State how many lines of the records contain the word "below", matching case exactly. Reply with the number alone.
=== Recorded information ===
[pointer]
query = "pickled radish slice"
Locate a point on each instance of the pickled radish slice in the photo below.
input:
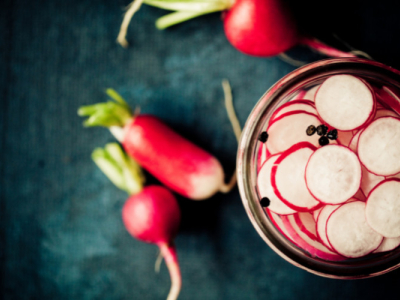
(313, 247)
(288, 179)
(265, 188)
(369, 180)
(289, 129)
(379, 146)
(388, 244)
(345, 102)
(305, 221)
(383, 208)
(349, 233)
(333, 174)
(295, 105)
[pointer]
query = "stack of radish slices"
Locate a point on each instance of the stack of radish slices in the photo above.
(329, 169)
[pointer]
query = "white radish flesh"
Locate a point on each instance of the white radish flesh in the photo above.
(379, 146)
(333, 174)
(349, 233)
(288, 178)
(383, 208)
(314, 248)
(345, 102)
(290, 129)
(265, 188)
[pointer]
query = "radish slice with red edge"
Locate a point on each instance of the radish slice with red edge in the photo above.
(288, 178)
(345, 102)
(388, 244)
(314, 248)
(383, 208)
(349, 233)
(289, 129)
(300, 105)
(266, 190)
(305, 221)
(333, 174)
(379, 146)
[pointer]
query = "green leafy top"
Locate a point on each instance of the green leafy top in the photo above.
(107, 114)
(122, 170)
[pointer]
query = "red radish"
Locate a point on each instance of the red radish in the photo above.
(383, 208)
(388, 244)
(333, 174)
(288, 178)
(172, 159)
(313, 247)
(349, 233)
(266, 190)
(289, 129)
(151, 214)
(254, 27)
(345, 102)
(379, 146)
(295, 105)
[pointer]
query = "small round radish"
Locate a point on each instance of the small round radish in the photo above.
(254, 27)
(311, 246)
(383, 208)
(333, 174)
(349, 233)
(379, 146)
(288, 178)
(388, 244)
(345, 102)
(289, 129)
(150, 214)
(266, 190)
(172, 159)
(295, 105)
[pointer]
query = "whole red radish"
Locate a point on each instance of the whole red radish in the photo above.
(151, 214)
(172, 159)
(255, 27)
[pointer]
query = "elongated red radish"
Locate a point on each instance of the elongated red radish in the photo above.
(151, 214)
(266, 190)
(314, 248)
(388, 244)
(277, 221)
(254, 27)
(173, 160)
(389, 98)
(349, 233)
(345, 102)
(333, 174)
(369, 180)
(379, 146)
(354, 141)
(295, 105)
(344, 137)
(289, 129)
(288, 178)
(305, 221)
(383, 208)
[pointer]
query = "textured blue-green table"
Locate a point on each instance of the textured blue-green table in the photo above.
(61, 232)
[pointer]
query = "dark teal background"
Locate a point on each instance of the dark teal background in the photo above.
(61, 232)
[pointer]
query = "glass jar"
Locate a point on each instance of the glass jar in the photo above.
(298, 81)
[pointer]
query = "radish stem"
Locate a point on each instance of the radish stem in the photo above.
(171, 260)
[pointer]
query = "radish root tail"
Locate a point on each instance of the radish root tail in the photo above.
(132, 8)
(169, 254)
(235, 126)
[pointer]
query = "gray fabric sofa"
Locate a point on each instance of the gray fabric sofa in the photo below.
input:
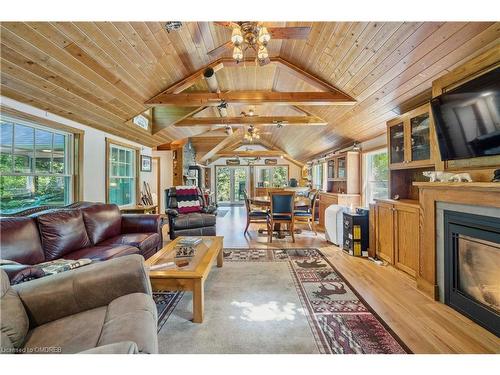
(105, 307)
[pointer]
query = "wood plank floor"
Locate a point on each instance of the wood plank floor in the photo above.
(424, 325)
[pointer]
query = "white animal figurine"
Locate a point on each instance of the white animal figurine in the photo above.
(461, 177)
(438, 176)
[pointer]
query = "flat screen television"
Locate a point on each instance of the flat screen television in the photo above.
(467, 118)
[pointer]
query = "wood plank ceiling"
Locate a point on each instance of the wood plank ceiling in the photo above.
(102, 73)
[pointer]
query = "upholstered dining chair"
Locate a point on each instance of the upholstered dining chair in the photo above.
(253, 215)
(281, 212)
(307, 215)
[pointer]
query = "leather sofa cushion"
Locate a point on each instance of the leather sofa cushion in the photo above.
(102, 252)
(194, 220)
(203, 231)
(62, 232)
(73, 333)
(14, 322)
(143, 241)
(20, 240)
(102, 221)
(131, 317)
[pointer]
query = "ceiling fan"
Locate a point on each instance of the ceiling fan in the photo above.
(255, 36)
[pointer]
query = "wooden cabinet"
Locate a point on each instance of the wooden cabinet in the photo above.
(410, 141)
(406, 230)
(385, 231)
(397, 233)
(327, 199)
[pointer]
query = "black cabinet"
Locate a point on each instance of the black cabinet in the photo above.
(356, 232)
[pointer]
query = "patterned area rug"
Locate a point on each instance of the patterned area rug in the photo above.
(341, 321)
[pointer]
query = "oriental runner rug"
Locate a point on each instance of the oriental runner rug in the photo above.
(262, 300)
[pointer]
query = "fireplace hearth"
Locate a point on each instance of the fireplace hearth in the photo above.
(472, 267)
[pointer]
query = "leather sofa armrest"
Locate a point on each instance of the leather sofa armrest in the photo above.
(141, 223)
(19, 273)
(123, 347)
(172, 212)
(71, 292)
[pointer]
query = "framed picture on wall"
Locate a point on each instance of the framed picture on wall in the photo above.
(145, 163)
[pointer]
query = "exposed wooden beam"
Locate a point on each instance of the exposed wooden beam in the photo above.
(172, 145)
(270, 145)
(221, 145)
(253, 120)
(251, 153)
(190, 80)
(252, 97)
(159, 127)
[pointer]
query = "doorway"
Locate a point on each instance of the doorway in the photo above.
(155, 182)
(230, 183)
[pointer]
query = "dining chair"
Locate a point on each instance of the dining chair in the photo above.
(253, 215)
(308, 214)
(281, 212)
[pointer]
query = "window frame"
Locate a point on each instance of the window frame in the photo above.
(73, 153)
(364, 185)
(109, 143)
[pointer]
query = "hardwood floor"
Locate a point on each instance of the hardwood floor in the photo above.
(424, 325)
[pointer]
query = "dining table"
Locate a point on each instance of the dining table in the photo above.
(300, 202)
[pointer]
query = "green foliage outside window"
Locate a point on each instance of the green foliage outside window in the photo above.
(32, 167)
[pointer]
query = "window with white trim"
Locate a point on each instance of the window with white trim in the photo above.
(35, 166)
(122, 175)
(375, 175)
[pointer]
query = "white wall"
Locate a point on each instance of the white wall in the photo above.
(94, 179)
(165, 174)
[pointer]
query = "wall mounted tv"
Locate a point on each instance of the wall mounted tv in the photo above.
(467, 118)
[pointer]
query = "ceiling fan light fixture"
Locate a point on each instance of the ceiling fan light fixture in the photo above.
(262, 53)
(237, 53)
(237, 37)
(264, 36)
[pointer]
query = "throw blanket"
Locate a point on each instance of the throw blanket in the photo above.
(187, 199)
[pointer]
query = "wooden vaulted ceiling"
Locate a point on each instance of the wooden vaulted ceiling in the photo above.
(102, 73)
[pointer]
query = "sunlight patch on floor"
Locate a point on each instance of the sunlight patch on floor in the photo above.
(270, 311)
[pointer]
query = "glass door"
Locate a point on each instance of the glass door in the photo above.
(420, 137)
(230, 183)
(396, 141)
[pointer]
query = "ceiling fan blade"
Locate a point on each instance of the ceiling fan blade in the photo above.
(289, 32)
(226, 24)
(219, 50)
(265, 61)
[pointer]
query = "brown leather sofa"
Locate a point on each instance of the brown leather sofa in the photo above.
(105, 307)
(97, 231)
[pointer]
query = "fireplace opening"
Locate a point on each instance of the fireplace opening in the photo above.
(472, 267)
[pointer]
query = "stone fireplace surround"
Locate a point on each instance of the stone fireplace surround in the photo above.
(482, 198)
(440, 208)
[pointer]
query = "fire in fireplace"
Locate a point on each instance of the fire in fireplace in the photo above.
(472, 267)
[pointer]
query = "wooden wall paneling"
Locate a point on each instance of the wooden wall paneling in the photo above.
(116, 58)
(116, 66)
(67, 44)
(492, 33)
(367, 51)
(120, 99)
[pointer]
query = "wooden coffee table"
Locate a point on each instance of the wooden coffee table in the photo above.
(191, 277)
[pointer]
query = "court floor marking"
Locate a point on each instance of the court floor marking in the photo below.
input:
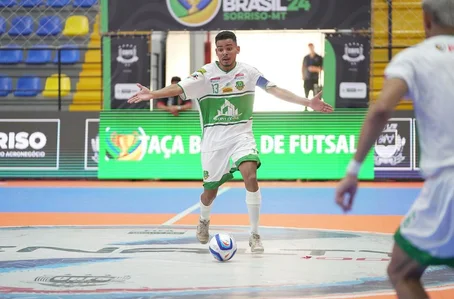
(367, 295)
(191, 209)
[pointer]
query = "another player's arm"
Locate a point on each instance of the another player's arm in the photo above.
(393, 91)
(166, 92)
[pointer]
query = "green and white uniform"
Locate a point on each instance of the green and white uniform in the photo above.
(225, 102)
(427, 232)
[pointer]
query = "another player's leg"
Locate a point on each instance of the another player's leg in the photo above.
(405, 275)
(425, 237)
(248, 171)
(206, 201)
(216, 171)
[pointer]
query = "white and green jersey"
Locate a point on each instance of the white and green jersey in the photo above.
(225, 102)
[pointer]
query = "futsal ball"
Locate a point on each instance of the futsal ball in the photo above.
(222, 247)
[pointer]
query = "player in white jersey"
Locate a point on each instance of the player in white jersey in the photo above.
(425, 74)
(225, 95)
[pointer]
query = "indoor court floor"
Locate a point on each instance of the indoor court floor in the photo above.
(136, 240)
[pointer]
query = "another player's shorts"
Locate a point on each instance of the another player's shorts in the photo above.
(216, 165)
(427, 232)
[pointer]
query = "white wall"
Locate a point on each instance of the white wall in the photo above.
(279, 56)
(178, 61)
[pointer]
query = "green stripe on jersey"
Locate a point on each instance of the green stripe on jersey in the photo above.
(226, 109)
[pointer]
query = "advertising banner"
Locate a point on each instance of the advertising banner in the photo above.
(44, 144)
(130, 64)
(165, 15)
(291, 145)
(396, 151)
(347, 61)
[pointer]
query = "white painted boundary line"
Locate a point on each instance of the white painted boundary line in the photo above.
(191, 209)
(363, 295)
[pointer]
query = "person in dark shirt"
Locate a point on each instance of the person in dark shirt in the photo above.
===
§ **Output of the exercise**
3